+++ Verilen Alıntı

Melek yazdı, ve ortalıktan kayboldu. Ertesi gece
Görkemli bir uyanış ışığıyla yeniden geldi,
Ve Tanrının mübarek kıldıklarının adlarını gösterdi,
Ve, bakın işte! başındaydı hepsinin Bin Adem’in adı!

Çeviren: Vehbi Taşar

This is the English original:-

Exceeding peace had made Ben Adhem bold,
And to the Presence in the room he said,
"What writest thou?" The Vision raised its head,
And with a look made of all sweet accord
Answered, "The names of those who love the Lord."

"And is mine one?" said Abou. "Nay, not so,"
Replied the Angel. Abou spoke more low,
But cheerily still; and said, "I pray thee, then,
Write me as one who loves his fellow men."

The Angel wrote, and vanished. The next night
It came again with a great wakening light,
And showed the names whom love of God had blessed,
And, lo! Ben Adhem's name led all the rest!

It is a truly inspiring poem. Your translation rose to the quality of the original. By the way, Abou ben Adhem really existed (if you didn't know this already!!). See:- http://tr.m.wikipedia.org/wiki/İbrahim_ibn_Edhem


----------



## TekYelken

Wonerful poem! The rest of the translation is not bad at all.  I might try to improve the harmonic flow some time. 
It has a taste, somehow, similar to that of Mevlana (Rumi), which I have translated a little while ago. It's one of my favourites:

*One night I said to my lord

What is the secret of the world

He laughed and said to me

That may be known but can not be told
*
-------------------------------------

Here is the Turkish original:

*Gece üstadıma sordum, kaç kez

Bana bu cihanın sırrını söyle tez

Üstadım cevap verdi gülerek

Bu sır ancak bilinir, söylenemez



*


----------



## rupertbrooke

Wonderful indeed is the poem and your translation captures the spirit & flavour of the original. I love the Sufis, like al-Hallaj, crucified in Baghdad for speaking like Christ. The Sufis are my inspiration also. But Rallino may cut this for being too cultural; so I must stick to sürüsüne bereket.


----------

++++++

* Yönerge 1 *
Alıntıda "Bu sır ancak" sözlerinden aşağıya, "to sürüsüne bereket." sözlerine kadar uzanan her şeyi "Baghdad" yerine "Konya" koyarak değiştirin ve yeniden yazın.

+++ Listelenen Satırlar

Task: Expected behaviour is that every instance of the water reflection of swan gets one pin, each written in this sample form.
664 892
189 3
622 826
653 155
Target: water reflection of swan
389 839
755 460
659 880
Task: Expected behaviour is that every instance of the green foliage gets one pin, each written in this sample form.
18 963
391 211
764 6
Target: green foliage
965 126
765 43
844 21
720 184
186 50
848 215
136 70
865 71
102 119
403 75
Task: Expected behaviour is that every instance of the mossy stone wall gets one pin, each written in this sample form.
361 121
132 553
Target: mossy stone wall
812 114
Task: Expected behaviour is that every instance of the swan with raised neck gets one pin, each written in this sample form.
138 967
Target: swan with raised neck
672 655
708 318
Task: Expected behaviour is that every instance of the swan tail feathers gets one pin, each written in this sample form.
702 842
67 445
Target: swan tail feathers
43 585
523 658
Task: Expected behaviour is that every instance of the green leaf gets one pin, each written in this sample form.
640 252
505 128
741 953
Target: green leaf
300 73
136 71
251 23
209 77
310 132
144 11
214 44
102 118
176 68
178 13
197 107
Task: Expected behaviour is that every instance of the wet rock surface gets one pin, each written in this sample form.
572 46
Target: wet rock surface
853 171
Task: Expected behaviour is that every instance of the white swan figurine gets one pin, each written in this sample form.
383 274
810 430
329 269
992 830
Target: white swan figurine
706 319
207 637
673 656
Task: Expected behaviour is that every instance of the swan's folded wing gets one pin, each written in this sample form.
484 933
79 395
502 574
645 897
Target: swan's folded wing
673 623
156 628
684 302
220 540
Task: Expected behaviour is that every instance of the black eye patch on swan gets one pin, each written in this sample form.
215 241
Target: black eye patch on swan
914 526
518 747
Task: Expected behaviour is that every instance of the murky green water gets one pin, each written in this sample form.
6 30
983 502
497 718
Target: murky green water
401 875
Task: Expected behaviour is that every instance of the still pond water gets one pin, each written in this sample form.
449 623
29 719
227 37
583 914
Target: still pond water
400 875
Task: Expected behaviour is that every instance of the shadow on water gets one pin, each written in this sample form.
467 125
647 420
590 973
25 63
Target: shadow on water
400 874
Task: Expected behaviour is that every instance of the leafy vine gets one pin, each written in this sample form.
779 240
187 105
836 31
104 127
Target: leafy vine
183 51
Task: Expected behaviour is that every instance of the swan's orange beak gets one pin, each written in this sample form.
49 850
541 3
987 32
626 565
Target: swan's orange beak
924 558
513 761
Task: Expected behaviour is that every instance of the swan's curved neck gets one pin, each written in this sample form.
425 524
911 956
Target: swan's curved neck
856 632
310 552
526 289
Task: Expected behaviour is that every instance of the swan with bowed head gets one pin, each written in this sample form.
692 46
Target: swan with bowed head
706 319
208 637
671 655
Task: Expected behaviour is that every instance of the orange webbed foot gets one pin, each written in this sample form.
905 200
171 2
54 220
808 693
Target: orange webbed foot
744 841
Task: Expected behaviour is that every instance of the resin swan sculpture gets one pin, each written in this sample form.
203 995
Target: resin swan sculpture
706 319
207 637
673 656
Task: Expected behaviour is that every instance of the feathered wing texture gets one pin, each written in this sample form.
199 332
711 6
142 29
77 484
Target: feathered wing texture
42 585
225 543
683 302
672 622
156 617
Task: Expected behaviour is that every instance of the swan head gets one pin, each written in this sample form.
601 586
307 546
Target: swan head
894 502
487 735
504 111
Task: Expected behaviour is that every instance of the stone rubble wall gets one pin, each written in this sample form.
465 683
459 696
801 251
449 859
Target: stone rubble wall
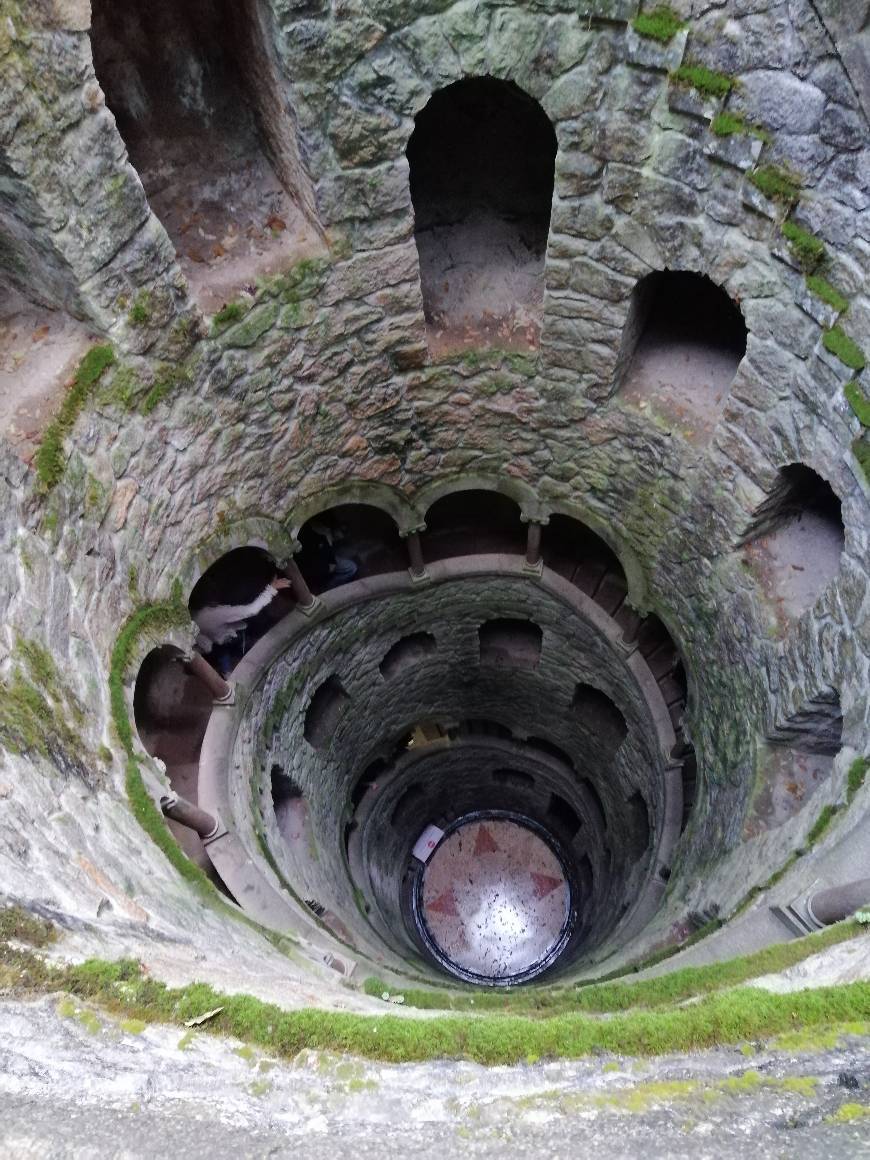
325 379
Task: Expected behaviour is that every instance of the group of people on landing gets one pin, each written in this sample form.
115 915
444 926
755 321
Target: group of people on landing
227 630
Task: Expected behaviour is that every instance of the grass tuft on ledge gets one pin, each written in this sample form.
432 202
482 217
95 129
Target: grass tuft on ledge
806 247
703 80
660 23
829 295
839 343
732 124
606 998
776 185
50 458
736 1016
860 403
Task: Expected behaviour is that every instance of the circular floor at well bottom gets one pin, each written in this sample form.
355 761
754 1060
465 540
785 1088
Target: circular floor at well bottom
493 901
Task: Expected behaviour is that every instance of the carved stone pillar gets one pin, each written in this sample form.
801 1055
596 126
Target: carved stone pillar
415 553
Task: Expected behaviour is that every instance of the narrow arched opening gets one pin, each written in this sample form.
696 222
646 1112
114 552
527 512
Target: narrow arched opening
682 343
349 542
577 553
234 602
202 110
795 541
481 161
473 523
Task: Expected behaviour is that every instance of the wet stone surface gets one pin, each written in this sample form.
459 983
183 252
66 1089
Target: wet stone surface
495 900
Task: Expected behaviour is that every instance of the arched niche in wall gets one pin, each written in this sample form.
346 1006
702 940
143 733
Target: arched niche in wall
349 542
326 708
509 643
600 716
406 654
682 343
237 584
171 711
481 161
582 557
796 758
471 523
796 538
203 111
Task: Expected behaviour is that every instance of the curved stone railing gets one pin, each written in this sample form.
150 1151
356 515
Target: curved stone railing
224 787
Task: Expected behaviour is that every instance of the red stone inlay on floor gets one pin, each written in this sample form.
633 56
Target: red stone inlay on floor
484 842
494 898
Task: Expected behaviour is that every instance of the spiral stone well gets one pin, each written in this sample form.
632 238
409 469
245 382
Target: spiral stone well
557 313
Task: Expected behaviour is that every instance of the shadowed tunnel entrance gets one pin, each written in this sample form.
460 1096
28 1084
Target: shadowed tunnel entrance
481 161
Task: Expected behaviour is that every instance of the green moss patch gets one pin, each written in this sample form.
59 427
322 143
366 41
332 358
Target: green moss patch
23 927
806 247
50 458
40 715
732 124
838 342
861 450
739 1015
858 400
776 183
824 290
855 777
675 987
660 23
703 80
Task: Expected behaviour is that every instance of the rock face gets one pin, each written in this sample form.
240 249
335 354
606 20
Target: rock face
314 388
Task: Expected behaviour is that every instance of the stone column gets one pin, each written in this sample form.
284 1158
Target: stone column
415 553
222 693
188 814
305 600
838 903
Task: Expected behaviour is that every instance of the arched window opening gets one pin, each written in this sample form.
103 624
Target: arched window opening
171 711
234 602
201 108
473 523
326 708
514 777
595 806
637 826
681 347
481 161
478 726
407 653
796 539
551 749
367 782
577 553
689 778
600 716
349 542
816 727
283 788
510 644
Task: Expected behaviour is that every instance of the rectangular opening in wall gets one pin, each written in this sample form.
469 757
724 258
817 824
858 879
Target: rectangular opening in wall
200 104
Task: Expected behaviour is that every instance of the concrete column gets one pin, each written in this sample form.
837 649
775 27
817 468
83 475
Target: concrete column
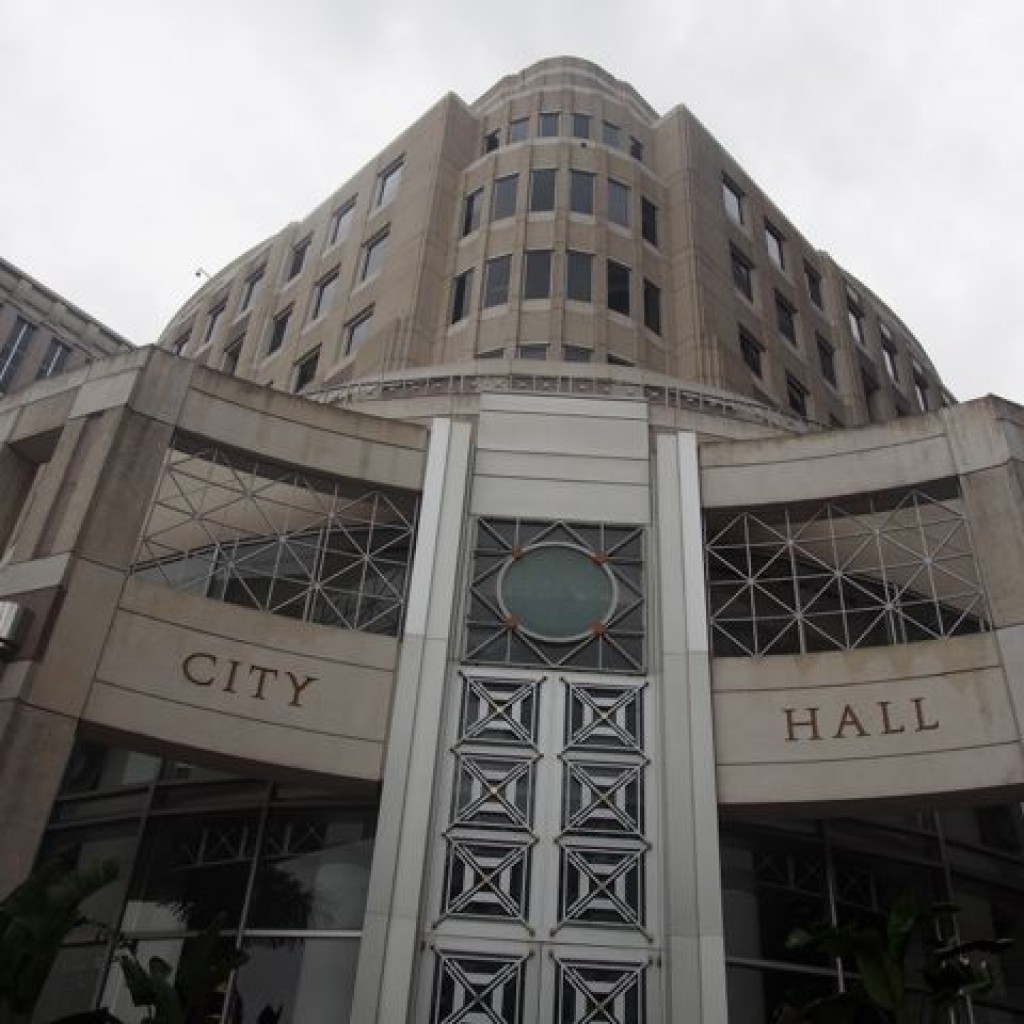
391 930
695 949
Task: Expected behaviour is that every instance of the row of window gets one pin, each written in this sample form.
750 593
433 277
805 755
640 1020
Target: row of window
552 124
542 198
339 228
733 200
14 348
538 266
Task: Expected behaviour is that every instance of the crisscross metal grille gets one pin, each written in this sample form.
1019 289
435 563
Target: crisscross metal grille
870 570
613 643
235 528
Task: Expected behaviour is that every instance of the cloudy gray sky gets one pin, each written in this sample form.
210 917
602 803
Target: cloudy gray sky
142 138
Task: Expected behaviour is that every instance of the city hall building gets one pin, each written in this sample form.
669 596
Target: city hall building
521 591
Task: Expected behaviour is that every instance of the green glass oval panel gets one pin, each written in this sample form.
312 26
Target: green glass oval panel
556 592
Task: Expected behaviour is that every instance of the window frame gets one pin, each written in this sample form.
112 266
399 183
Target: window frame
323 297
651 306
616 289
274 342
578 256
536 257
623 190
497 296
541 178
359 321
388 183
505 187
299 369
340 226
472 211
589 180
732 201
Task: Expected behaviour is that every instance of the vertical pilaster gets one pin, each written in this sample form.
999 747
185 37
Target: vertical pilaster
695 975
388 951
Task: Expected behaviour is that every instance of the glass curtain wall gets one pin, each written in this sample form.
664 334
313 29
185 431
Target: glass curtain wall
282 868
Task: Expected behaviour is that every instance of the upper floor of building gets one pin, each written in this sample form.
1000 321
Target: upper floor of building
560 219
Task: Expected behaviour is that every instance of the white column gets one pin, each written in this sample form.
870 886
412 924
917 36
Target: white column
388 951
695 949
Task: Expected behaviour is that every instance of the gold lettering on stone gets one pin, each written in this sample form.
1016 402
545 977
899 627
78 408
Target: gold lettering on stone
849 718
188 668
244 679
793 723
861 722
919 712
888 729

++++++

* Yönerge 2 *
Satırlardan "gray" dizesini içerenlerin hepsini kopyalayın; büyük-küçük harf ayrımı dikkate alınmalıdır.

* Yanıt 1 *
Bu sır ancak bilinir, söylenemez



*


----------



## rupertbrooke

Wonderful indeed is the poem and your translation captures the spirit & flavour of the original. I love the Sufis, like al-Hallaj, crucified in Konya for speaking like Christ. The Sufis are my inspiration also. But Rallino may cut this for being too cultural; so I must stick to sürüsüne bereket.

* Yanıt 2 *
Task: Expected behaviour is that every instance of the cloudy gray sky gets one pin, each written in this sample form.
Target: cloudy gray sky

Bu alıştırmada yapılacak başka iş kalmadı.